§ **Tujuan Tugas**
Ubah bagian kutipan tentang sistem operasional perbankan syariah, mulai dari "B.Sistem Operasional Perbankan" sampai dengan "tabungan, dan deposito.", dengan mengganti "tabungan" menjadi "simpanan".

B.Sistem Operasional Perbankan Syariah
1. Sistem Penghimpunan Dana 

Metode penghimpunan dana yang ada pada Bank-bank konvensional didasari teori yang diungkapkan Keynes yang mengemukakan bahwa orang membutuhkan uang untuk tiga Kegunaan, yaitu fungsi transaksi, cadangan, dan investasi. Oleh karena itu, produk penghimpunan dana pun disesuaikan dengan tiga fungsi tersebut, yaitu berupa giro, tabungan, dan deposito.
Berbeda dengan hal berikut, bank syariah tidak melakukan pendekatan tunggal dalam menyediakan produk penghimpunan dana bagi nasabahnya. Pada dasarnya, dilihat dari sumbernya, dana bank syariah terdiri atas:
a.       Sumber Dana
Sebagai salah satu lembaga yang berfungsi untuk mengimpun dana masyarakat, bank syariah harus memiliki sumber dana optimal sebelum disalurkan kembali ke masyarakat. Disamping itu, sebagai bang syariah yang di tuntut untuk mempraktikan kaidah Islam, maka perlu dipahami terlebih dahulu dana masyarakat dan transaksi-transaksinya yang tidak bertentangan dengan syariat Islam. Sumber dana yang dapat dihimpun dari masyarakat terdiri dari (3) tiga jenis dana, yaitu dana modal yaitu dana dari pendiri bank dan dari para pemegang saham tersebut , dana titipan masyarakat baik yang dikelola oleh bank dalam sistem Wadi’ah, maupun yang diinvestasikan melelui bank dalam bentuk dana investasi khusus (Mudhrabah Muqayyadah) atau investasi terbatas (Mudhrabah Muqayyadah) serta dana zakat, infak, dan sadaqah.[5]
1.      Modal
Modal merupakan dana (dalam bentuk pembeliaan saham) yang disediakan oleh pemilik yang mempunyai hak untuk memperoleh dividen dan penggunaan modal yang disertakan tersebut. Dalam perbankan syariah, mekanisme penyertaan modal pemegang saham dapat dilakukan melalui musyawarah fi sahm asy-syariqah atau equity partcipation pada saham perseroan bank
2.      Dana titipan masyarakat


3.      Dana dari ZIS
Dana ini peruntukannya jelas satu dari ciri khas bank syariah selain mengelola dana untuk kepentingan komersial bank juga harus berfungsi sebagai pengelola dana untuk kepentingan sosial. Dalam pelaksanaannya, bank syariah dapat bekerja sama dengan lembaga-lembaga sosial lainnya yang bergerak di bidang pemberdayaan perekonomian masyarakat seperti Dompet Dhuafa, Forum Zakat (FOZ), dan Badan Amil Zakat (BAZ)

[Entri kumpulan data]
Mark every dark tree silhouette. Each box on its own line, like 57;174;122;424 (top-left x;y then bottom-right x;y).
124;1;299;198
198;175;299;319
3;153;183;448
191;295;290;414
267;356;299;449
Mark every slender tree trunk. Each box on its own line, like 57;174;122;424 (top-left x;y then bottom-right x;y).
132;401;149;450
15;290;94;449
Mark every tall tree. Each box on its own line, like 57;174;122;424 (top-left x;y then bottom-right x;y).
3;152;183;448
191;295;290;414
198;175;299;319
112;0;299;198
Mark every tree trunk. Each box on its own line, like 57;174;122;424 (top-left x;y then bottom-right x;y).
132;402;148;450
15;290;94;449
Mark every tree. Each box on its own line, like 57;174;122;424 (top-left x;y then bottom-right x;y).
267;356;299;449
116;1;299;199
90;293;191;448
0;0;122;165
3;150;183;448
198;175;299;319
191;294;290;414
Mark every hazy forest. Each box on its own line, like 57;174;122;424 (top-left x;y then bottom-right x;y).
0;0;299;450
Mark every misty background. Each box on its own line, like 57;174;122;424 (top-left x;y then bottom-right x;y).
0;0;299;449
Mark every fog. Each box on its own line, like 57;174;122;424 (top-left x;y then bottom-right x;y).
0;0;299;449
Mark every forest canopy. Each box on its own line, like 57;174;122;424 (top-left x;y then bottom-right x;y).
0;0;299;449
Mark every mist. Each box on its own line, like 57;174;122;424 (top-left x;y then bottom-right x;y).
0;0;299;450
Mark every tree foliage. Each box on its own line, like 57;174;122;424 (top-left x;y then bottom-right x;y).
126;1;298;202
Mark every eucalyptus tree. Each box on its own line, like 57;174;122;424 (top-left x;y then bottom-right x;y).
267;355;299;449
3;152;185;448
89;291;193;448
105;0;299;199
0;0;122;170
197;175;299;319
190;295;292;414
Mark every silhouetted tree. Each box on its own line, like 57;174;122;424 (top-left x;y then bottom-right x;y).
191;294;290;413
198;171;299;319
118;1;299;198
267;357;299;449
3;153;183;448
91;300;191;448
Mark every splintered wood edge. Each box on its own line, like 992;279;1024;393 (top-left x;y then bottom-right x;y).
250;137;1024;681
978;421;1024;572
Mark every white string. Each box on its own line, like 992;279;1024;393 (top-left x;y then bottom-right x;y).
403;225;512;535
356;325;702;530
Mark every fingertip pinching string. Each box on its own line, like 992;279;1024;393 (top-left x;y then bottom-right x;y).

§ **Hasil Tugas**
B.Sistem Operasional Perbankan Syariah
1. Sistem Penghimpunan Dana 

Metode penghimpunan dana yang ada pada Bank-bank konvensional didasari teori yang diungkapkan Keynes yang mengemukakan bahwa orang membutuhkan uang untuk tiga Kegunaan, yaitu fungsi transaksi, cadangan, dan investasi. Oleh karena itu, produk penghimpunan dana pun disesuaikan dengan tiga fungsi tersebut, yaitu berupa giro, simpanan, dan deposito.